### What you should do
Count the lines in the data below that contain the word "white", and give only the number.

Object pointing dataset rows
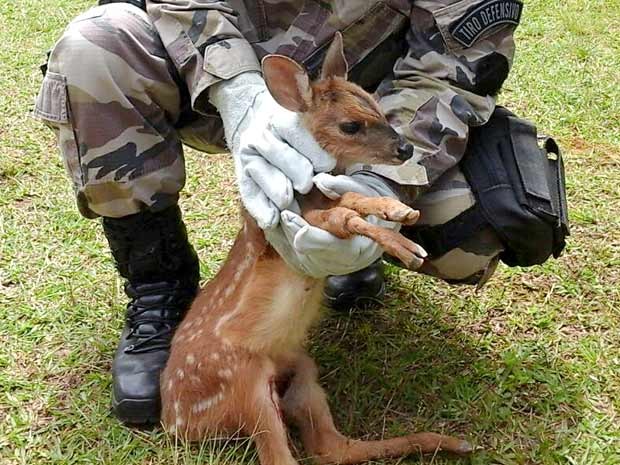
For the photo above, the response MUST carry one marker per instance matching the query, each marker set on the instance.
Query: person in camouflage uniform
(129, 83)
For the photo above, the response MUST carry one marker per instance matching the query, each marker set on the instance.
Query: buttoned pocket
(51, 104)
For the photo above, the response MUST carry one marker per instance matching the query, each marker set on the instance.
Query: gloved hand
(316, 252)
(274, 154)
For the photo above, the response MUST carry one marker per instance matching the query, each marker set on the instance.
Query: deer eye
(352, 127)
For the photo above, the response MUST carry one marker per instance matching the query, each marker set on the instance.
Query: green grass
(529, 368)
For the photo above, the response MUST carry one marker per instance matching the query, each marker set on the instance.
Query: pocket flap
(51, 103)
(229, 57)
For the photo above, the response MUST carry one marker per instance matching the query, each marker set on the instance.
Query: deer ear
(288, 82)
(335, 63)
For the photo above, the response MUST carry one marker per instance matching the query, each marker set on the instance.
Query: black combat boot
(361, 289)
(153, 254)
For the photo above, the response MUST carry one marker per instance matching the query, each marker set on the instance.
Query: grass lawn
(528, 368)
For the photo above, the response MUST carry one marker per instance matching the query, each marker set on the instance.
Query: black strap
(139, 3)
(440, 239)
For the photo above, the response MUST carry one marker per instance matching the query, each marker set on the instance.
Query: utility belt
(519, 189)
(138, 3)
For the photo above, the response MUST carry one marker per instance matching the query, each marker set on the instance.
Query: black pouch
(519, 189)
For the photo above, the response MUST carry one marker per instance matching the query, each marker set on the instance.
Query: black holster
(519, 189)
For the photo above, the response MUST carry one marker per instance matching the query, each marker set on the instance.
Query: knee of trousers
(119, 148)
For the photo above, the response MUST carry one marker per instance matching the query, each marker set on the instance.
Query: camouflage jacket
(434, 64)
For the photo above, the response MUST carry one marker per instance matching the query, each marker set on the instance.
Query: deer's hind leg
(237, 398)
(304, 404)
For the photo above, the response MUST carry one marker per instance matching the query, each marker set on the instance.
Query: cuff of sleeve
(224, 60)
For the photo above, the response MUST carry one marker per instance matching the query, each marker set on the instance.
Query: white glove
(316, 252)
(274, 154)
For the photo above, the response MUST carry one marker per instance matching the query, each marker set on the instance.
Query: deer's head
(345, 120)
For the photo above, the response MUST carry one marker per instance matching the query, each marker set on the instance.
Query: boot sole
(347, 301)
(136, 411)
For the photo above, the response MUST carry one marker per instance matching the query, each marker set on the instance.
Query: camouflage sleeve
(459, 53)
(203, 40)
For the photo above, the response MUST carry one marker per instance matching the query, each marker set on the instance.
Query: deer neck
(256, 300)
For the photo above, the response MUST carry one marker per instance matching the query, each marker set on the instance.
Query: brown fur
(237, 362)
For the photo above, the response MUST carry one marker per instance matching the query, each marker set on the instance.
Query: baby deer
(237, 362)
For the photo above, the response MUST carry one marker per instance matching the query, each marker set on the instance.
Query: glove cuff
(234, 98)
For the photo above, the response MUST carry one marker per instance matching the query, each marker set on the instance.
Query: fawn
(237, 361)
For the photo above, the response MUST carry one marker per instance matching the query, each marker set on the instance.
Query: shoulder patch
(485, 17)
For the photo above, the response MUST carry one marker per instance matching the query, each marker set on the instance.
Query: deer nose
(405, 151)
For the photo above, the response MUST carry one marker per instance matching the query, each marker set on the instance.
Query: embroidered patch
(484, 18)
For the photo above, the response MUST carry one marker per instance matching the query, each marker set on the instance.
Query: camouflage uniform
(125, 88)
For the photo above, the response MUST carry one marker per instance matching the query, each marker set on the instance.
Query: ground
(528, 368)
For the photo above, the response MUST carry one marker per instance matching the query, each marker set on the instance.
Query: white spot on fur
(207, 403)
(225, 373)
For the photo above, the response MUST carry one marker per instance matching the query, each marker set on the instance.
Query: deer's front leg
(344, 223)
(386, 208)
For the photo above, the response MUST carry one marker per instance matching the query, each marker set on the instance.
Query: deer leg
(305, 405)
(386, 208)
(344, 223)
(269, 432)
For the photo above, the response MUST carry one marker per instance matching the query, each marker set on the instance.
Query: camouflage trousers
(121, 115)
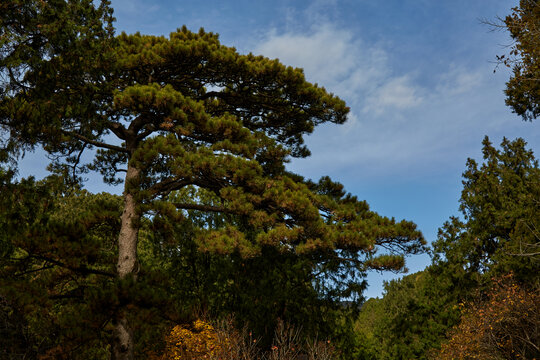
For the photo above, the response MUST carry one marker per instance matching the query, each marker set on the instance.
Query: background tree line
(211, 222)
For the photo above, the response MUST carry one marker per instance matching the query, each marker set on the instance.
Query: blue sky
(417, 74)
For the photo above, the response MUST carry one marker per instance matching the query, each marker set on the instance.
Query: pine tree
(181, 111)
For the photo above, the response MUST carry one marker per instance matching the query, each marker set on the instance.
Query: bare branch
(94, 142)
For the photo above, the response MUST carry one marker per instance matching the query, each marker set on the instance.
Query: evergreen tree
(181, 111)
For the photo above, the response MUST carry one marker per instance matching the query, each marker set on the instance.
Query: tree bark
(127, 266)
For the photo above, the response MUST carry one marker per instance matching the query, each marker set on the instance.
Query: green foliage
(182, 114)
(57, 275)
(499, 204)
(411, 318)
(523, 88)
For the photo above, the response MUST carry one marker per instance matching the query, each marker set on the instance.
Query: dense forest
(214, 249)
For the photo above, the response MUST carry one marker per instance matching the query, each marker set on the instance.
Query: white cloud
(398, 126)
(398, 93)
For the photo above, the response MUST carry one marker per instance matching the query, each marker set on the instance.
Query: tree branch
(95, 143)
(81, 269)
(211, 208)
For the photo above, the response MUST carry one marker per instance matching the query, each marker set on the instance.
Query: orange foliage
(503, 326)
(201, 341)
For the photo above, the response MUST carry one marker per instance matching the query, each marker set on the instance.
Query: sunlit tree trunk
(127, 266)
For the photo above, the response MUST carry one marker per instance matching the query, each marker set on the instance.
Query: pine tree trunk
(127, 266)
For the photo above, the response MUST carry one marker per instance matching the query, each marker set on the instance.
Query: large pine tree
(159, 114)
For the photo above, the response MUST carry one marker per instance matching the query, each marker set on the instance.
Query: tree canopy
(523, 88)
(164, 114)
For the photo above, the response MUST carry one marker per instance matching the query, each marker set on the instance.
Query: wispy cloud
(398, 124)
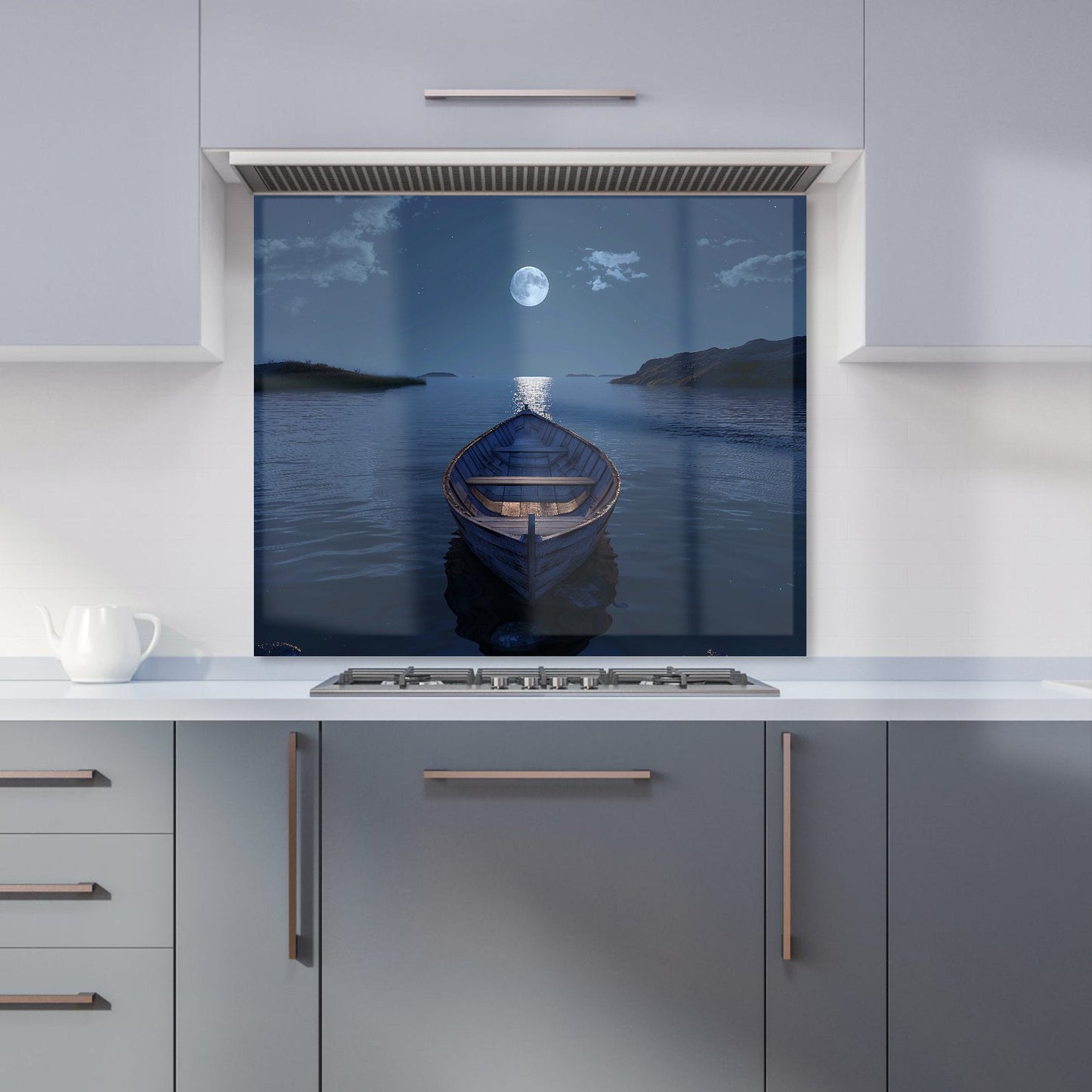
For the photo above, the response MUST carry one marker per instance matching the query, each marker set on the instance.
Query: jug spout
(51, 635)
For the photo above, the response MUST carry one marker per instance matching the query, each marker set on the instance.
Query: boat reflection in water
(562, 621)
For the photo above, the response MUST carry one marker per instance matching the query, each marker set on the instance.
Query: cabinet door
(979, 175)
(826, 1020)
(101, 221)
(128, 792)
(991, 898)
(247, 1015)
(710, 73)
(483, 936)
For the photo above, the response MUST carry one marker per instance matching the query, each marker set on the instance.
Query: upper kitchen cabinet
(710, 73)
(104, 199)
(979, 164)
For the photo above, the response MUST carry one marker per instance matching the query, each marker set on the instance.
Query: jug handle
(155, 633)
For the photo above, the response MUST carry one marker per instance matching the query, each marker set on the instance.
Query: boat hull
(532, 500)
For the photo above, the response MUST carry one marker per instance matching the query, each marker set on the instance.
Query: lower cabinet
(484, 932)
(93, 1019)
(991, 905)
(826, 1025)
(247, 1008)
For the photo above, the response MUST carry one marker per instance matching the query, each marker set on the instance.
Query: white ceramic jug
(101, 643)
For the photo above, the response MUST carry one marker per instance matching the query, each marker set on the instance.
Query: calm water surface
(356, 551)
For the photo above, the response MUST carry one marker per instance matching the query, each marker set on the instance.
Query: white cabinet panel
(130, 905)
(247, 1015)
(711, 73)
(484, 936)
(120, 1041)
(979, 149)
(100, 218)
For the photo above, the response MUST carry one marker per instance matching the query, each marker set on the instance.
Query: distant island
(305, 376)
(759, 363)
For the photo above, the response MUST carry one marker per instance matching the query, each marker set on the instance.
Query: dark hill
(758, 363)
(304, 376)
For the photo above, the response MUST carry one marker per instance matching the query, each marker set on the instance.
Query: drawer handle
(292, 846)
(525, 93)
(47, 889)
(66, 777)
(787, 846)
(59, 1001)
(537, 775)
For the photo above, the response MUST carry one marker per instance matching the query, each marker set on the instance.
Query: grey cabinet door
(991, 899)
(247, 1016)
(709, 73)
(483, 936)
(112, 85)
(129, 794)
(826, 1020)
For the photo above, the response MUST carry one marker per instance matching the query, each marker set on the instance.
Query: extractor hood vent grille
(537, 178)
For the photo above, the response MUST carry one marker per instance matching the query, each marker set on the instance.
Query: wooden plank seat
(537, 451)
(530, 481)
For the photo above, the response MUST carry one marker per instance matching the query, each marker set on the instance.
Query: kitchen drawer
(130, 793)
(124, 1041)
(130, 905)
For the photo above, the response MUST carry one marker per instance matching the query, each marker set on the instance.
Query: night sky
(405, 285)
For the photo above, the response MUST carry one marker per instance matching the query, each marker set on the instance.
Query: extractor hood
(588, 171)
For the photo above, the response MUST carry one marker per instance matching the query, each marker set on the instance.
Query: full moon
(529, 286)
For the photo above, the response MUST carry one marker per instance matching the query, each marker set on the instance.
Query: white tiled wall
(950, 506)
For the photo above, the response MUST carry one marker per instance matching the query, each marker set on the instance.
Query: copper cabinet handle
(57, 999)
(527, 93)
(537, 775)
(787, 846)
(47, 889)
(292, 844)
(63, 775)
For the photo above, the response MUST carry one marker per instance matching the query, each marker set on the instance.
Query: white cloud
(343, 255)
(726, 243)
(611, 264)
(763, 268)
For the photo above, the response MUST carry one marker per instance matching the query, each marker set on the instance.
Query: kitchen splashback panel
(530, 426)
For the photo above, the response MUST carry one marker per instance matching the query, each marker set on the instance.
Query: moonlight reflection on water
(535, 392)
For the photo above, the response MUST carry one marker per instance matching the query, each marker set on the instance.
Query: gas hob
(719, 682)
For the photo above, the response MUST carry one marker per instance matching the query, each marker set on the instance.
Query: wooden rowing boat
(531, 500)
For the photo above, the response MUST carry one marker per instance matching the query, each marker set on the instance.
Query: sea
(356, 552)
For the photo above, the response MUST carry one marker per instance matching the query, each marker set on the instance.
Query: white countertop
(255, 700)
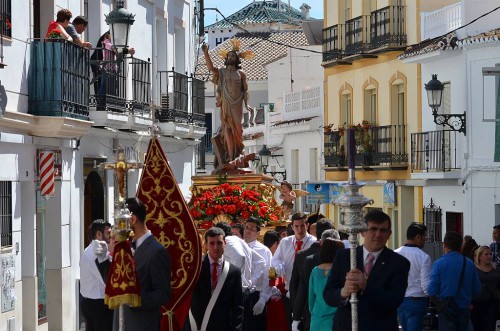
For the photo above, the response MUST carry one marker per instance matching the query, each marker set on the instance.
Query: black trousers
(250, 321)
(97, 315)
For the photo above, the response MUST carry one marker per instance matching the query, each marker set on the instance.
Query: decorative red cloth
(276, 309)
(170, 222)
(122, 286)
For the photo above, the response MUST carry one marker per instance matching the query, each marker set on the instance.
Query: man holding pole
(379, 279)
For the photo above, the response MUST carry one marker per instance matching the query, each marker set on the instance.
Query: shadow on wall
(3, 99)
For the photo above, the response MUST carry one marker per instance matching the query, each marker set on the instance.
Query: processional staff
(351, 218)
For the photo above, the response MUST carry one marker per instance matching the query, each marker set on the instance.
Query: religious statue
(120, 167)
(232, 93)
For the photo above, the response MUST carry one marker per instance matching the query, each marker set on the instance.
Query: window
(371, 105)
(5, 214)
(5, 18)
(345, 109)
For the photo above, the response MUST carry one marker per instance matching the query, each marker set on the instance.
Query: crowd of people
(303, 282)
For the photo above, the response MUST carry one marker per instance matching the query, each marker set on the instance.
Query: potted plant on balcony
(364, 140)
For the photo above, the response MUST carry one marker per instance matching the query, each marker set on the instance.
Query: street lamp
(120, 20)
(265, 153)
(434, 90)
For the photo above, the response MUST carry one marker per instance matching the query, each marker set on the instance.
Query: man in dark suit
(217, 302)
(380, 280)
(152, 263)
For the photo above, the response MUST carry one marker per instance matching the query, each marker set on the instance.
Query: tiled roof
(265, 52)
(450, 42)
(260, 12)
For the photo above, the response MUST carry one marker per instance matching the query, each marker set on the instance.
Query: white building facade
(459, 173)
(42, 238)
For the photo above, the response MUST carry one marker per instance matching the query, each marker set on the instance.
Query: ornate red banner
(170, 222)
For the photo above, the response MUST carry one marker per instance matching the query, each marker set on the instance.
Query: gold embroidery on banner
(123, 271)
(161, 185)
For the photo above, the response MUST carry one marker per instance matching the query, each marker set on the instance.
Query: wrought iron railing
(174, 95)
(141, 86)
(110, 82)
(198, 101)
(58, 79)
(333, 42)
(434, 151)
(356, 35)
(256, 117)
(382, 146)
(388, 27)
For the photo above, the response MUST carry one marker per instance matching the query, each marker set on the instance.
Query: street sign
(322, 192)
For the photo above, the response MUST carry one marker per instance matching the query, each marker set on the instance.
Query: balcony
(433, 154)
(121, 92)
(384, 149)
(174, 116)
(388, 27)
(442, 21)
(365, 35)
(356, 34)
(332, 43)
(58, 84)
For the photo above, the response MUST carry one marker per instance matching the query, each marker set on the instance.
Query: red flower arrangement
(233, 203)
(54, 34)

### Full solution
9